§ EXTRACT TO READ:
--- start ---

How Hwa-Hsia Glass built an AI knowledge bible to preserve 100 years of master craftsmen's expertise

When a master glassblower retires, what walks out the door with them? Not just skill. Decades of judgment — about temperature, timing, material behavior, the subtle signs that something is about to go wrong before any instrument confirms it. Knowledge that was never written down because it never needed to be. It lived in hands and eyes and the quiet corrections passed between people on a factory floor.

For Hwa-Hsia Glass (華夏玻璃), Taiwan's largest daily-use glass bottle manufacturer, that risk became impossible to ignore. Founded in 1925, the company has outlasted wars, economic cycles, and waves of disruption in global manufacturing. But a quieter threat — Taiwan's declining birth rate, a shrinking skilled labor pool, and the looming retirement of veteran craftsmen — demanded a different kind of response.

Their answer was the "Glass Bible."

The problem behind the project

Taiwan's manufacturing sector has been facing a structural labor challenge for years. Skilled tradespeople are aging out of the workforce faster than apprentices can replace them. In glass manufacturing, this is especially acute. You can describe the theory of annealing in a training manual. You cannot easily describe the exact moment a furnace operator knows something is wrong.

At Hwa-Hsia, that knowledge existed in fragments: handwritten manuscripts, hand-drawn technical diagrams, training materials accumulated across departments over more than three decades. Valuable, but scattered, analog, and at serious risk of disappearing entirely once the people who created them were gone.

--- end ---

§ EXERCISE DETAILS:
Proceed with the article on Hwa-Hsia Glass's Glass Bible, picking up after its final sentence.

§ GIVEN INFORMATION:
--- start ---

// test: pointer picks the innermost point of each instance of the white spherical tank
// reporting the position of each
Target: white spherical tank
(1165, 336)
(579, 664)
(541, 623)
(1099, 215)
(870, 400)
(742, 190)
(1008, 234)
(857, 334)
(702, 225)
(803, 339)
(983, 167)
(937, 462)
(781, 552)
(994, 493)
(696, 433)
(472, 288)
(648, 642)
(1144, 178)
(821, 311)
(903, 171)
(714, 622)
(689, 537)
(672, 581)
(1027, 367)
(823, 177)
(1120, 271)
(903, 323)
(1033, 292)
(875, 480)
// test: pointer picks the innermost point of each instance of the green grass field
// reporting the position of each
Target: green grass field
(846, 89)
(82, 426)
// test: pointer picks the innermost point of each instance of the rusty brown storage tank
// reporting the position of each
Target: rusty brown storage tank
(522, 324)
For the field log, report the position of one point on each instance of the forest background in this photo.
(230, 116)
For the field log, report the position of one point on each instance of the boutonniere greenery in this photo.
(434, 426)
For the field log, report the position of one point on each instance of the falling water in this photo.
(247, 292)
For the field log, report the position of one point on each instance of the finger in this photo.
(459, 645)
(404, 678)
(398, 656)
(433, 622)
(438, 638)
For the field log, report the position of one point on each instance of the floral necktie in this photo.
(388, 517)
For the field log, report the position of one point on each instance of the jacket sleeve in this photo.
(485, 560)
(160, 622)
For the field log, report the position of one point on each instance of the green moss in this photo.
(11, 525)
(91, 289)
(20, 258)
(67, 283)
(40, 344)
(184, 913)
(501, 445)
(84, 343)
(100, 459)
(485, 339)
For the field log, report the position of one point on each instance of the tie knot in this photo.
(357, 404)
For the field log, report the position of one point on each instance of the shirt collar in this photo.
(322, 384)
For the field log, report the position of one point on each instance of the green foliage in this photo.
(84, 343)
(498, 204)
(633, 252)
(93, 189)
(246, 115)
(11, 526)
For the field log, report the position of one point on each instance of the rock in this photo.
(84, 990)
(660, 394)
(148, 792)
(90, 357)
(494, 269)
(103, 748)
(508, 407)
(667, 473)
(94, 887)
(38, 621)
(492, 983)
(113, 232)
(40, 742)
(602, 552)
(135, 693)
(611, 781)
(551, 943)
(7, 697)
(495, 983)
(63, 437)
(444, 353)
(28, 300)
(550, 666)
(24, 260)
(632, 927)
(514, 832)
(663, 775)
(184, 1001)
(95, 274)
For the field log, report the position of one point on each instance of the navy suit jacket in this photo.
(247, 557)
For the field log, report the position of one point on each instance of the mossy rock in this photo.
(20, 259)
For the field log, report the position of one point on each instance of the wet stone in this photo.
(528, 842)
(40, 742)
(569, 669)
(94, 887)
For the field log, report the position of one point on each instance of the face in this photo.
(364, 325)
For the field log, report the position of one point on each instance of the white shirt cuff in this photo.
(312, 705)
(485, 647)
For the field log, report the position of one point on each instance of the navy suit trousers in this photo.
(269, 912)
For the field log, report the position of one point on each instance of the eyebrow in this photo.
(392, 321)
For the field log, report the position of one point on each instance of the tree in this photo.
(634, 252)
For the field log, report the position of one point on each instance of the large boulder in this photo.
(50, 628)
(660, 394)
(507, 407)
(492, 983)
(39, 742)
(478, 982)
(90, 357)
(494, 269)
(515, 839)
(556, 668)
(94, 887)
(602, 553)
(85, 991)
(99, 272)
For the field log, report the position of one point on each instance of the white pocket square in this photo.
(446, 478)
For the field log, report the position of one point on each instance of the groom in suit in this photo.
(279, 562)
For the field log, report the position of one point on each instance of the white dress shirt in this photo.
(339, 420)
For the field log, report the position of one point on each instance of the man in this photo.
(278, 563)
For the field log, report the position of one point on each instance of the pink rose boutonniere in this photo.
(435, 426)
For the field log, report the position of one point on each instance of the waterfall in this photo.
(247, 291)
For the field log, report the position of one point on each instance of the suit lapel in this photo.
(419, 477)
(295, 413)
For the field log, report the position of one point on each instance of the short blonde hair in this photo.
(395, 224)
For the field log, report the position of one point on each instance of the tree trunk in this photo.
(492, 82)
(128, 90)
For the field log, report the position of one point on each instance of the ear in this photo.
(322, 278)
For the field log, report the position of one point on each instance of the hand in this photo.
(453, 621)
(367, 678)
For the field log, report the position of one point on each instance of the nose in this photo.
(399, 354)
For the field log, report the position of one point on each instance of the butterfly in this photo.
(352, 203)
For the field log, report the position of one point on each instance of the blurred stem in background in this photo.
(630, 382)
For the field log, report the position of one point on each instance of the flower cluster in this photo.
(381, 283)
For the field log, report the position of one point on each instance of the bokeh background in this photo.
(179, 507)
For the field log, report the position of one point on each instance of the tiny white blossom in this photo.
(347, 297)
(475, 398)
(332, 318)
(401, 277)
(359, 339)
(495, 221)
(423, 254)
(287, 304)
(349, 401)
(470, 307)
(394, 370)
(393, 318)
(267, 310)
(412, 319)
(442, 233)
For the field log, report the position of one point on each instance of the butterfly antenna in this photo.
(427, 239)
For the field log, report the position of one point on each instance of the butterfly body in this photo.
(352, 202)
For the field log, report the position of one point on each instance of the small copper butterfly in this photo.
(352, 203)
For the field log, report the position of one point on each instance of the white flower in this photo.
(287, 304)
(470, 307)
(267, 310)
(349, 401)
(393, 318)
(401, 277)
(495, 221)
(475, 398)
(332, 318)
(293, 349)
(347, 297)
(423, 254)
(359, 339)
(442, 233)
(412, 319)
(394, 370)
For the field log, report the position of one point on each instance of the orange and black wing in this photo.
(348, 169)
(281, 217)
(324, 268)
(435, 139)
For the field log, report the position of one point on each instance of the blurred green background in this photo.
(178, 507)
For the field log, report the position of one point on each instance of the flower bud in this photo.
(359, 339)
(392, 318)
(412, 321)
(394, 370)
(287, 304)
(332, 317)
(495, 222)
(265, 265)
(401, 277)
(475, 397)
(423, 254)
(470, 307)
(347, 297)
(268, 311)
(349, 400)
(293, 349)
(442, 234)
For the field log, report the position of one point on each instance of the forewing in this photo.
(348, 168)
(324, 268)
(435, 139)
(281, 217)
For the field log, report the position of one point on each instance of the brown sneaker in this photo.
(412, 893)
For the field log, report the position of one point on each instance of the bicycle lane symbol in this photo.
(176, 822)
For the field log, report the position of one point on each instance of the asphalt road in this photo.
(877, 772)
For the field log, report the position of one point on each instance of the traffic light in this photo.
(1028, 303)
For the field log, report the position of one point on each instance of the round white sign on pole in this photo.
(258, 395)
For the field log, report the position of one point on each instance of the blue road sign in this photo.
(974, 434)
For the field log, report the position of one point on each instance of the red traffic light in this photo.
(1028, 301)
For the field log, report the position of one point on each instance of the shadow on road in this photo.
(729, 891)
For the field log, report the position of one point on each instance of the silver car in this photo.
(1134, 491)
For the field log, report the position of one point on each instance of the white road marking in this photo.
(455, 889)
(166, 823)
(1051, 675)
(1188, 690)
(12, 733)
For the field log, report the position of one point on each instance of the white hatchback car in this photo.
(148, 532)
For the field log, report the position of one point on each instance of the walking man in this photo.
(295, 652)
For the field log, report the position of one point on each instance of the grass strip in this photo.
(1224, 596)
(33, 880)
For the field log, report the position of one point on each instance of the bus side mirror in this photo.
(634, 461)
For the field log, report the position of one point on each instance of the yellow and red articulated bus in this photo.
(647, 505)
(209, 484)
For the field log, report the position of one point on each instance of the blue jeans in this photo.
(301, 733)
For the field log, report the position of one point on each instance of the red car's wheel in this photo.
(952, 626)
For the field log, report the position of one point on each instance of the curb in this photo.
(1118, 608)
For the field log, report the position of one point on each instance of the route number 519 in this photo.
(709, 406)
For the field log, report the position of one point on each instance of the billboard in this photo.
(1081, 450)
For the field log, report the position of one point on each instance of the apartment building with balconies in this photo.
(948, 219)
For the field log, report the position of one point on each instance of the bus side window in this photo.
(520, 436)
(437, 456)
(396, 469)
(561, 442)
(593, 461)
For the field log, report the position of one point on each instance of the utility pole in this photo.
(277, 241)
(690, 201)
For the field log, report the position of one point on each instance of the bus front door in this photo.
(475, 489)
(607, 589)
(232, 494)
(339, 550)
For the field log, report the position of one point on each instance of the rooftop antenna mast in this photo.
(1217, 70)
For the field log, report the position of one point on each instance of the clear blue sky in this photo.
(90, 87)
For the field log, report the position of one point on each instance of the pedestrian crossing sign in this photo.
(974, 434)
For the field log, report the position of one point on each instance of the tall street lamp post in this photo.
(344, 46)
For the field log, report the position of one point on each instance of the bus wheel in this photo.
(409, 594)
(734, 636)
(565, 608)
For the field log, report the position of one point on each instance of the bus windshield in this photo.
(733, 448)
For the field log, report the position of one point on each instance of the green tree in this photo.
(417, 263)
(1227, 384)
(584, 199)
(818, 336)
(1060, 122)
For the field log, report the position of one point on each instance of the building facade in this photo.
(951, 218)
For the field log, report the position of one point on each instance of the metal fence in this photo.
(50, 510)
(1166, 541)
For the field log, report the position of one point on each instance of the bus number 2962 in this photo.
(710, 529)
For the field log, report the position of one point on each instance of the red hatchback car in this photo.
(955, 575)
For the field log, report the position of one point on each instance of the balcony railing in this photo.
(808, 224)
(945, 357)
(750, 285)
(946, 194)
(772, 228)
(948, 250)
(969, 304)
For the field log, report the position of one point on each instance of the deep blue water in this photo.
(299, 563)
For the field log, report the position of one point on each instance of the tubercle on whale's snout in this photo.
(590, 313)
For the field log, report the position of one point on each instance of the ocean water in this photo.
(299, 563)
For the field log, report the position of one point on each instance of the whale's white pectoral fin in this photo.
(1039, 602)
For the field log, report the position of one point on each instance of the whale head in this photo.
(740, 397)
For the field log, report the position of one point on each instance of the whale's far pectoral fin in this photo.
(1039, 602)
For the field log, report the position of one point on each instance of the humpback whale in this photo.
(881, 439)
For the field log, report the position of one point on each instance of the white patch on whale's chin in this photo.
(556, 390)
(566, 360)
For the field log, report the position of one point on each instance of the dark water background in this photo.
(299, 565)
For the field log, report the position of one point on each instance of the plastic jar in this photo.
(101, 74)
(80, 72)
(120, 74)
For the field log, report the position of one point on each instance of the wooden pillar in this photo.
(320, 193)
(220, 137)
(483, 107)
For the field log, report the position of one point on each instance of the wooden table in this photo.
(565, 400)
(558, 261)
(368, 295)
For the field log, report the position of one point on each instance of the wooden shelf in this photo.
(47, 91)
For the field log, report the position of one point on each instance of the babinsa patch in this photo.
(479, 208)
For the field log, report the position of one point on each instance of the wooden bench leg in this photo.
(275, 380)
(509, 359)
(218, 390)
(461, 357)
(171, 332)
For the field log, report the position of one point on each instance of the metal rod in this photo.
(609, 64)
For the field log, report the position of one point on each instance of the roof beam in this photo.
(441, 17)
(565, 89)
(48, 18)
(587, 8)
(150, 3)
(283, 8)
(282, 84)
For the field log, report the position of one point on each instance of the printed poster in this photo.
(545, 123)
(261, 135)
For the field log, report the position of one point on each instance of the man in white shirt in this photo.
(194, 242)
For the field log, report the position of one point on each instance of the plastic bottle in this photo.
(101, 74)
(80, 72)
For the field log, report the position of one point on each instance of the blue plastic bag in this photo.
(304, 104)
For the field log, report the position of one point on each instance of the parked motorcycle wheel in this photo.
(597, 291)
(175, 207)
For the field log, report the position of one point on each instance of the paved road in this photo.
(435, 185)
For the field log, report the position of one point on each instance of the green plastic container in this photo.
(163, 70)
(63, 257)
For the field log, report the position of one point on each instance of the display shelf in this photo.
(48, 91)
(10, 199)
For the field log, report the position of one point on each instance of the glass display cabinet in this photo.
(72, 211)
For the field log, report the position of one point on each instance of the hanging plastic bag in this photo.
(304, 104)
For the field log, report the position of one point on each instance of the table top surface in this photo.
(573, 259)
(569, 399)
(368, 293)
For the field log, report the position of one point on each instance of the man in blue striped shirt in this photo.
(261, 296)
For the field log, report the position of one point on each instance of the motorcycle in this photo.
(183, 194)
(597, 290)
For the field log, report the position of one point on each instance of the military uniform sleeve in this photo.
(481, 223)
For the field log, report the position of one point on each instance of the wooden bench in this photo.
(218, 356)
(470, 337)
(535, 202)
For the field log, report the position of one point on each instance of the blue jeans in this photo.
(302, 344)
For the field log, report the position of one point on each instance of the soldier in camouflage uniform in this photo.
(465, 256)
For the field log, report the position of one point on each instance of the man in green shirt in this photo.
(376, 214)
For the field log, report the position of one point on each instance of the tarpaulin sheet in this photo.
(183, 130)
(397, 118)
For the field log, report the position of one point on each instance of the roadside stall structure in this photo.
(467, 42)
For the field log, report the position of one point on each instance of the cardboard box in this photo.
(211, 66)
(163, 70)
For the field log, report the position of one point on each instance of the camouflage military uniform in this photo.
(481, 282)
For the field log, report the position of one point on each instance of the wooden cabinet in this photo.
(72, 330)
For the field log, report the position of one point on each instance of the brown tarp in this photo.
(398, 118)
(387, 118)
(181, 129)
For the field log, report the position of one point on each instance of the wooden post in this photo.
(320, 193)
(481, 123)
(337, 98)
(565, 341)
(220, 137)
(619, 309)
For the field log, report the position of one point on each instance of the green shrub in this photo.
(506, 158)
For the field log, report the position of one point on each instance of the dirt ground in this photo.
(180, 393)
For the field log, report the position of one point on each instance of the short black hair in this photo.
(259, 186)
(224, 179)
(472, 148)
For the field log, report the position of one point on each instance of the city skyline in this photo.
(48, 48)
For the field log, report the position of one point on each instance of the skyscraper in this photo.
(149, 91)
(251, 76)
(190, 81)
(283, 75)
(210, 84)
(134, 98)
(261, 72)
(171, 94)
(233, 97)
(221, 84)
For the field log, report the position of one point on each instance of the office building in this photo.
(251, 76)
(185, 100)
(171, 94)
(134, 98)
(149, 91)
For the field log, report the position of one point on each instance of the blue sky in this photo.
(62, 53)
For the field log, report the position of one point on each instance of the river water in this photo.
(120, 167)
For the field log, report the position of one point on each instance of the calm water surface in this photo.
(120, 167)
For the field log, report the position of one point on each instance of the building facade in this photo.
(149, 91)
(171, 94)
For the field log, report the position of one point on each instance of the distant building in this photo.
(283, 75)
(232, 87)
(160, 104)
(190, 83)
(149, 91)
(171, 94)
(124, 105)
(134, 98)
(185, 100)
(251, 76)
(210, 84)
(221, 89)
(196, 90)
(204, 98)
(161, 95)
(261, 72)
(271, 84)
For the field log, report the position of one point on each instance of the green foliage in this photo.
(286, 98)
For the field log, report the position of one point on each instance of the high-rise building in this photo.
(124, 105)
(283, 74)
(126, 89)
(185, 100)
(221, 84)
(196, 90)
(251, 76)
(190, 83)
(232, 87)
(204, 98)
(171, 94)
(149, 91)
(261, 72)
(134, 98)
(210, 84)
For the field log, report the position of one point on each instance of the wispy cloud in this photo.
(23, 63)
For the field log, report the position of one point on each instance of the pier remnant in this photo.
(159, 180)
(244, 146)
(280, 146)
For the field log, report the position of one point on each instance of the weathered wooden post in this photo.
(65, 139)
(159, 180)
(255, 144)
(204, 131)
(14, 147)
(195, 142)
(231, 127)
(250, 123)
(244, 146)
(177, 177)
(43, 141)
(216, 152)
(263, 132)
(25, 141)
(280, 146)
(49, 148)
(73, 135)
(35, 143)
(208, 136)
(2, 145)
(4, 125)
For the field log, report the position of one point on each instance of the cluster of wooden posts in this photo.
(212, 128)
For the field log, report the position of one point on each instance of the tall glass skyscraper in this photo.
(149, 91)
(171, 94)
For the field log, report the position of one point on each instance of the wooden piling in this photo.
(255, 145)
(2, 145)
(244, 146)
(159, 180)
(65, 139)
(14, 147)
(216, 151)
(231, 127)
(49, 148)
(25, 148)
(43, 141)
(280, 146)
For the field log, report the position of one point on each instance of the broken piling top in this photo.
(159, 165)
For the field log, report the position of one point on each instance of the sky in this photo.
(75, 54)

--- end ---

§ RESPONSE FOR THIS EXERCISE:
CEO 廖冠傑 (Liao Guan-Jie) and Deputy CEO 廖唯傑 (Liao Wei-Jie) recognized this wasn't simply an operational problem. It was a question of what the company would be capable of offering clients ten or twenty years from now.

Building the Glass Bible

The initiative started with a collection effort. The Hwa-Hsia team gathered approximately 1,000 handwritten manuscripts, diagrams, and training documents from across all departments — materials representing more than 30 years of accumulated process knowledge. The kind of knowledge that is nearly impossible to reconstruct once the people who hold it are no longer there.

That archive became the foundation of an AI knowledge base the company calls the "Glass Bible" (玻璃聖經).

New employees can query the system directly — asking about production processes, troubleshooting scenarios, technical specifications — and receive answers grounded in the documented expertise of the craftsmen who came before them. Rather than waiting for a senior colleague to have time, or hoping that a particular piece of institutional knowledge surfaces in conversation, a new hire can learn independently and systematically.

The human dimension of training doesn't disappear. But the knowledge no longer lives only inside any single person's memory.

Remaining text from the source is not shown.